Reproduce the listing word for word. Skip any image.

Coordinate annotation records:
START

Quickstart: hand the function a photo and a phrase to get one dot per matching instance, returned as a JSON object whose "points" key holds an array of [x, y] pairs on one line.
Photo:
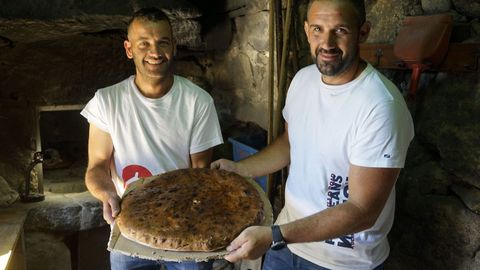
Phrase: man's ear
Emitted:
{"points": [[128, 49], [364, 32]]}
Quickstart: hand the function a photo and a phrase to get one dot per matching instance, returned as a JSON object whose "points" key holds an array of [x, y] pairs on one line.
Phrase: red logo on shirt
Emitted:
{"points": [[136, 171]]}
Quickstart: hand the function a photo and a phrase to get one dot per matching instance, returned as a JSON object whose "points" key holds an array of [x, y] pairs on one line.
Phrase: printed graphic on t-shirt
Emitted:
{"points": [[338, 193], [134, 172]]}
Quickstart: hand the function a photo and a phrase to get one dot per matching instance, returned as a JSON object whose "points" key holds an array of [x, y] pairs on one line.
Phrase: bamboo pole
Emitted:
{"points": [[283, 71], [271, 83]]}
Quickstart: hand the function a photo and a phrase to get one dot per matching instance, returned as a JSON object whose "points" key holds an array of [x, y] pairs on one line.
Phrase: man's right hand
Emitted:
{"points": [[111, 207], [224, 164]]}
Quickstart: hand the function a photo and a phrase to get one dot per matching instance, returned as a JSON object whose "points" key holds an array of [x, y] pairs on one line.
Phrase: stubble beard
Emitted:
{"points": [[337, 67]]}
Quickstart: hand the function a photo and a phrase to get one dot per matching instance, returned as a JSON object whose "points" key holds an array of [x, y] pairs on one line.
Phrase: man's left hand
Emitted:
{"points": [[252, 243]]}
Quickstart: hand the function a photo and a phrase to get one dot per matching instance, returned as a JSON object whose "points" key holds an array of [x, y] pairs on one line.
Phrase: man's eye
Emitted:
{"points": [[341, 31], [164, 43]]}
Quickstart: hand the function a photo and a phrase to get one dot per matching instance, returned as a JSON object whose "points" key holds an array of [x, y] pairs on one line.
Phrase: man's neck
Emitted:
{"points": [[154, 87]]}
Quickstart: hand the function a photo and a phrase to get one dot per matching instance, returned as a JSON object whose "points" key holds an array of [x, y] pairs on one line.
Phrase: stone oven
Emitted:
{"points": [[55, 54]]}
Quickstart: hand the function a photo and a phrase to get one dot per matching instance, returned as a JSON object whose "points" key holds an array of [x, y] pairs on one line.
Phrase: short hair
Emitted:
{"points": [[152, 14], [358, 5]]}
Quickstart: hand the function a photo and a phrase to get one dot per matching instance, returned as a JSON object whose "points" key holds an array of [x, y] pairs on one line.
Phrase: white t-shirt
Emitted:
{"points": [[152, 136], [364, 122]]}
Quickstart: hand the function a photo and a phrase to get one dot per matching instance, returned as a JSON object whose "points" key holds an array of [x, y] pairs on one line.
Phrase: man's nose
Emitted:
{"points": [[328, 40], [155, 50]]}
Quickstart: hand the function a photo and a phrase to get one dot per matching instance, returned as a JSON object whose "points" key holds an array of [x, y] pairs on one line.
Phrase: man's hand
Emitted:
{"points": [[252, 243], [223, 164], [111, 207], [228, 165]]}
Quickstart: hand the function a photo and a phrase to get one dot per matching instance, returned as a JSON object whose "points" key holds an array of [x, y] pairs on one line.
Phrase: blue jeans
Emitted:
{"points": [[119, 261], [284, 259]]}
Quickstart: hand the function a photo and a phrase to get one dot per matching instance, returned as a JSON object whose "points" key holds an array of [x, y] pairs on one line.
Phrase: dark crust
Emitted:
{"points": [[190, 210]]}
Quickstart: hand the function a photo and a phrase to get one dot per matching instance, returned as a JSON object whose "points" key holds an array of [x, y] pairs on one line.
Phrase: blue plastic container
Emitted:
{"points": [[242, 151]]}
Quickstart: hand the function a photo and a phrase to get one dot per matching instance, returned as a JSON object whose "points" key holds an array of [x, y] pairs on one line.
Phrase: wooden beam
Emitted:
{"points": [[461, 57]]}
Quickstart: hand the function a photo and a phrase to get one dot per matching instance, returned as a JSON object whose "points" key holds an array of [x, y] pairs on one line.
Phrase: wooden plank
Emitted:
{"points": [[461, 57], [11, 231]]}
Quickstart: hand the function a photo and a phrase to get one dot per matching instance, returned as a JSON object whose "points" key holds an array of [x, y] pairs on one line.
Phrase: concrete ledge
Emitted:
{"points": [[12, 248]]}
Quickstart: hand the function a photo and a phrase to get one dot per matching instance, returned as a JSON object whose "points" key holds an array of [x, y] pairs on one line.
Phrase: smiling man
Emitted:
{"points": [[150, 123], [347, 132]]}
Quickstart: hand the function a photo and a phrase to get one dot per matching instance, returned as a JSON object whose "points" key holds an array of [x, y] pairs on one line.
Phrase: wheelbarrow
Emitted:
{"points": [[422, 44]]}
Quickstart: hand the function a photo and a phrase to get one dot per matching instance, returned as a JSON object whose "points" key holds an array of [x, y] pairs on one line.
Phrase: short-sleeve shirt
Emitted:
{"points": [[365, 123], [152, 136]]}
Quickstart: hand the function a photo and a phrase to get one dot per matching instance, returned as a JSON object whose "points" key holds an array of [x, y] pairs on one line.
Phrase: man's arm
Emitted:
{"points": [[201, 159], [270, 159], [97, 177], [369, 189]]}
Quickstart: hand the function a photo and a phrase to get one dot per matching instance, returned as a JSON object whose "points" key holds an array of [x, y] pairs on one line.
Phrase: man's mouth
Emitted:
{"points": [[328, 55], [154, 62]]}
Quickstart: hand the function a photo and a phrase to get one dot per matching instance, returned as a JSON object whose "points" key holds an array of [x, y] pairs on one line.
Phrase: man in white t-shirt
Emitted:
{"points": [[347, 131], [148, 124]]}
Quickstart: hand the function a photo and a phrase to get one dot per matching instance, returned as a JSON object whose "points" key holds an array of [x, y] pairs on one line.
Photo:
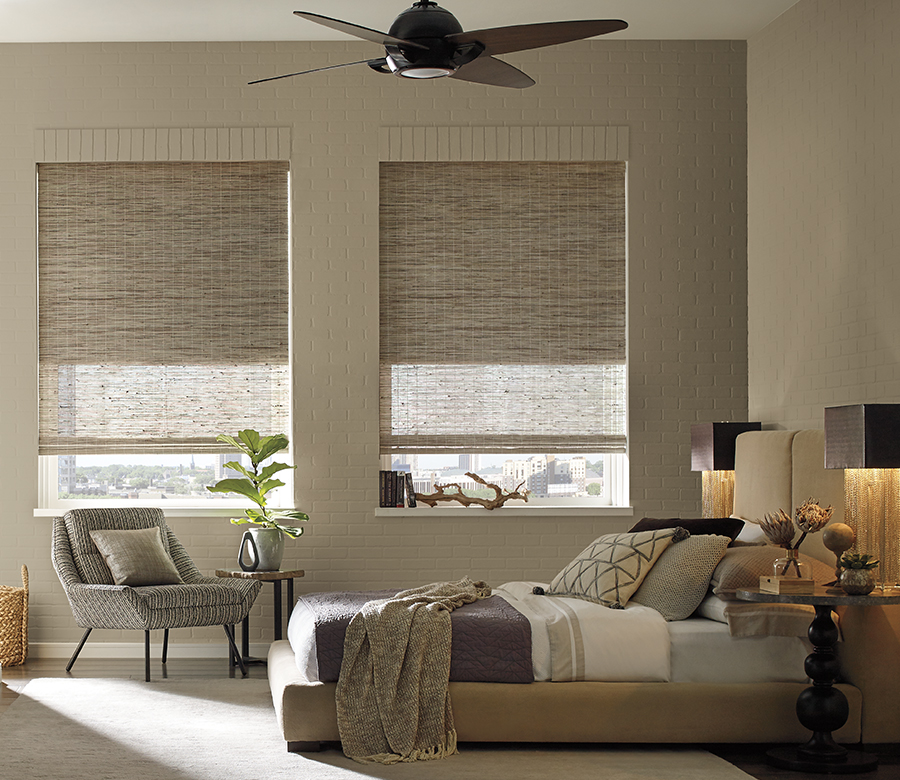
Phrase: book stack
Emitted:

END

Solved exercise →
Quickstart: hand the function a photo and a phrase to get one dot per matching instance, returned as a JSON object whose "points" key holds an array of [x, y] pairs on one line.
Photo:
Phrase: man's ear
Emitted:
{"points": [[128, 49], [364, 32]]}
Quickstart: hand the function a photo and a phrase to get one dot per matching instance, returned as a JSON object whose "points" key holds an array of [x, y] pairs on one line.
Phrase: red logo on shirt
Emitted:
{"points": [[136, 171]]}
Quickstart: hand the function a photo and a phrase to get one dot per matching instance, returned as a JSON object whose "points" key holds an array of [x, y] pairs on one line.
Phrase: printed graphic on t-shirt
Emitted:
{"points": [[338, 193], [134, 172]]}
Quickstart: hand the function a photo and a phrase to get one dot per matching instance, returned as a JSON object whose "points" key holds an array of [x, y] pairs on one line.
Phrase: bamboo pole
Emitted:
{"points": [[283, 71], [271, 83]]}
Quickstart: hand the function a photo and a phrase to get one dot per matching instance, returned as a JSON object whose "points" key holds an array of [x, y] pairs on one line.
Phrase: man's right hand
Emitted:
{"points": [[111, 207], [224, 164]]}
Quickstart: hand the function a photo and a phrase to get one dot per matching instance, returned as a JSON object whose "points" key holds an array of [x, y] pairs on one line.
Phrase: stubble beard
Emitted:
{"points": [[337, 67]]}
Quickstart: hand the function a photo and a phrase to get one dot per matching instance, returned as a JSON object whose "points" key holds an array of [x, y] pairs on one line.
Phrase: man's left hand
Emitted:
{"points": [[252, 243]]}
Quickstart: hand the function a photo and a phrase to get one dot per matching instance, returned as a JSON object whose "points" key holds an array of [x, y] pairs on one line.
Phrase: man's eye
Emitted:
{"points": [[341, 31], [164, 43]]}
Quickstart: hand the function a photo and a phrase to get one dot per matching instance, returned as a JSON object whose "points" key holds an array of [x, y] pairs on one line.
Phrase: man's neck
Emitted:
{"points": [[154, 87]]}
Quickstart: hand the function a photo and a phrase to get one dot per matching instance, returned as a JSON object whose "points" key holds an array of [x, y] pairs on one line.
Phrase: stone oven
Emitted:
{"points": [[55, 54]]}
Quickstart: hand the function a photo and a phrase to get one dot per matching instance, returned as a JSON object whose "points" key holds an array of [x, y] pairs on one line.
Phrase: short hair
Emitted:
{"points": [[152, 14], [358, 5]]}
Quickstart: hand the function a photo and a phrase to get one dot per matching instance, returned as a JSON object whose "points" key holds an array of [x, y] pairs on one line.
Phrase: white t-shirt
Emitted:
{"points": [[152, 136], [364, 122]]}
Quickstart: hand the function a photo and a phrase to get one dot per matching instance, returned as a JSON object whose "points" key holds an array of [x, y] pairs on one line.
Phrase: man's nose
Emitted:
{"points": [[328, 40], [155, 50]]}
Quickstart: hand the function a photo and a phrase to get one dot per matching instance, returned as a JSON object whose "points" key holds an array of [x, y] pairs on one line.
Phrase: man's hand
Emitted:
{"points": [[252, 243], [223, 164], [111, 207], [228, 165]]}
Quickstart: hand the function a photo and a phrase to get one dot per matching instance, returned as a JSON object whose "points" key holds an array of [x, y] pairs on one line.
Phrase: blue jeans
Emitted:
{"points": [[119, 261], [284, 259]]}
Quickstart: hand the function a photo and a phrase to get one dot per matching instance, returned as a JSON object whose "points" key holds an array of [x, y] pairs on one line.
Phrase: dark crust
Emitted:
{"points": [[190, 210]]}
Quickstart: hand the function a photo and a phrase to get one dot per matching instance, returned as a JSON object whose "points" key holds an array of [x, y] pairs on one line.
Phrase: blue plastic container
Emitted:
{"points": [[242, 151]]}
Quickstart: hand the function a photo and a phrase to get one dot per matching instance, returned as a JSON object whose "points" key holds an array of [x, y] pairs on one line.
Phrase: wooden beam
Emitted:
{"points": [[461, 57]]}
Quickstart: hand the function a photo and a phrase to get one dot per matching instance, returned as a JSON object whose "points" key holds an array of [x, y] pairs on one line.
Phrase: wooden plank
Emitted:
{"points": [[461, 57], [11, 231]]}
Quickstart: hand the function a photo and a phrase to get one dot per matching instance, returned as a JSON object whose "points" key holds an array of [x, y] pairs on one line.
Phrase: concrete ledge
Emitted:
{"points": [[12, 248]]}
Quickstart: hand the function a photo and a phrase to get one dot per matching instance, returned as a JSON object whose "points" key holds an array of [x, y] pairs on one line.
Phrase: smiling man
Emitted:
{"points": [[150, 123], [347, 132]]}
Quickstart: hand the function a photo and a phrase to get one dot per matching instance, returned as a JSON object whose "points" key holds an array of [x, y] pairs on one line.
Phrase: wheelbarrow
Emitted:
{"points": [[422, 44]]}
Quickstart: hand the function a photo and a phrase to get one dot per matching instance, returned as a JSON object whose "points" key holds an array of [x, y] pairs on one line.
Phrase: short-sleeve shirt
Emitted:
{"points": [[365, 123], [152, 136]]}
Quickstart: hand the function a photo and a phrase to get one dot per matching instance, returned as a JSON object whose "points" key holds an array of [x, y] pairs on one line.
Phrase: man's arm
Emitted:
{"points": [[201, 159], [270, 159], [97, 177], [369, 189]]}
Quickstart: hand the function a photo and a phrase to get one dot per matching instance, returned as a JSON object whose "points" key holds an array of [x, y] pairs on one line.
Phrase: man's mouth
Emitted:
{"points": [[328, 55], [154, 62]]}
Quickstart: hand the function a photo and a phrase to get one dot per matching instance, returned as a JSON object whose "points" key holds an array of [x, y] pairs on one line.
Phrase: man in white t-shirt
Emitted:
{"points": [[347, 131], [148, 124]]}
Quickstart: hand the function a photo and a phrase to get one dot per matching instance, returned as a JSON object whose "points" key holds an array of [x, y] pairs on one line.
Photo:
Phrase: book stack
Emitted:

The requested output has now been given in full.